All pictures should be dropped, and only the lines from the top of the entries below through the line containing "positive clicks: (108, 320)" repeated exactly, both ends included.
Segment Start: Listed records
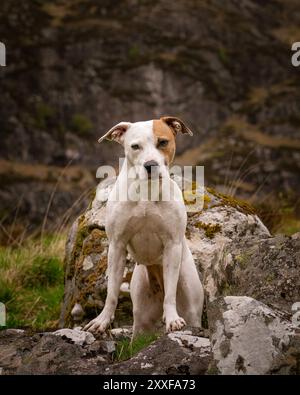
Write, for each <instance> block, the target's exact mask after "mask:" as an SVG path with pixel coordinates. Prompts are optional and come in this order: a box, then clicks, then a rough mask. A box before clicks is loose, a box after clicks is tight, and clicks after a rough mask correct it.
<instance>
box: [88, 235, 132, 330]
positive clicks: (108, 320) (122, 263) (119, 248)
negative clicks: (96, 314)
mask: <svg viewBox="0 0 300 395" xmlns="http://www.w3.org/2000/svg"><path fill="white" fill-rule="evenodd" d="M125 263H126V246H124V245H120V244H119V243H111V244H110V245H109V249H108V284H107V297H106V301H105V305H104V307H103V310H102V311H101V313H100V314H99V315H98V317H96V318H95V319H94V320H92V321H90V322H89V323H88V324H87V325H86V326H85V327H84V330H89V331H90V332H104V331H105V330H106V328H107V327H108V325H109V324H110V323H111V322H112V321H113V320H114V314H115V310H116V307H117V304H118V297H119V293H120V287H121V284H122V279H123V274H124V268H125Z"/></svg>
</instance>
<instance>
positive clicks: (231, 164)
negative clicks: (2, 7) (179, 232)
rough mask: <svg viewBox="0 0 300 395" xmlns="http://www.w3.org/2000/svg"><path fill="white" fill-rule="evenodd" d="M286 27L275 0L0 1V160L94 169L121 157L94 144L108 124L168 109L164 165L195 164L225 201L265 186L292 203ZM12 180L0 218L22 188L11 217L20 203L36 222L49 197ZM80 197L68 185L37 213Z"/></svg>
Segment End: Listed records
Task response:
Write, for each <instance> block, the target's exact mask after "mask:" as an SVG path with pixel coordinates. Prompts are optional and come in this order: a box, then clicks, then a rough mask. A box before clicks is loose, a box after clicks is tight, and clicks after a rough mask correct it.
<instance>
box: [88, 235, 132, 330]
positive clicks: (108, 320) (122, 263) (119, 248)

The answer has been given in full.